#### 出題内容 1:
SECTIOの記事によると、12月には何が開催されますか。
#### 出題内容 2:
SECTIOの記事の「今回は、SECTIO代表の川副泰門さんを取材させていただきました。」から「な社会についても伺いました。」までを、一字も変えずに書き写してください。

#### 抜粋本文:

# # # #

おしゃれを楽しみたい人に届ける、川副泰門さんが作る「SECTIO」とは?

SECTIO代表の川副泰門さん


障害者自身と体の専門家である理学療法士がデザインするファッションブランドをご存知ですか?

障害の影響で着たい服が着られない。おしゃれなんてできない。

こうした障害者の悩みも解決し、健常者にとっても魅力的なファッションを提供するのが「SECTIO」です。

今回は、SECTIO代表の川副泰門さんを取材させていただきました。

川副さんは、理学療法士として現場で多くのご利用者様のリハビリを行いながら、SECTIOを立ち上げ、12月には初めての展示会も開催されます。

なぜ、理学療法士でありながらファッションに着目したのか。川副さんの原点と共に、SECTIOが目指すバリアフリーな社会についても伺いました。

1.服飾療法士 川副泰門さんって?


1-1.過去・現在

【インタビュアー(ライター):赤石/インタビュイー:川副泰門さん】​​

赤石:理学療法士になったきっかけを教えてください。

# # # #

#### 提供資料:
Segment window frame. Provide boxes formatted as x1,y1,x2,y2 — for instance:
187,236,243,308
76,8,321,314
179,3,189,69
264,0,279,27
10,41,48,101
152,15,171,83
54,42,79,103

# # # #

#### 期待される回答 1:
SECTIOの初めての展示会です。

#### 期待される回答 2:
今回は、SECTIO代表の川副泰門さんを取材させていただきました。

川副さんは、理学療法士として現場で多くのご利用者様のリハビリを行いながら、SECTIOを立ち上げ、12月には初めての展示会も開催されます。

なぜ、理学療法士でありながらファッションに着目したのか。川副さんの原点と共に、SECTIOが目指すバリアフリーな社会についても伺いました。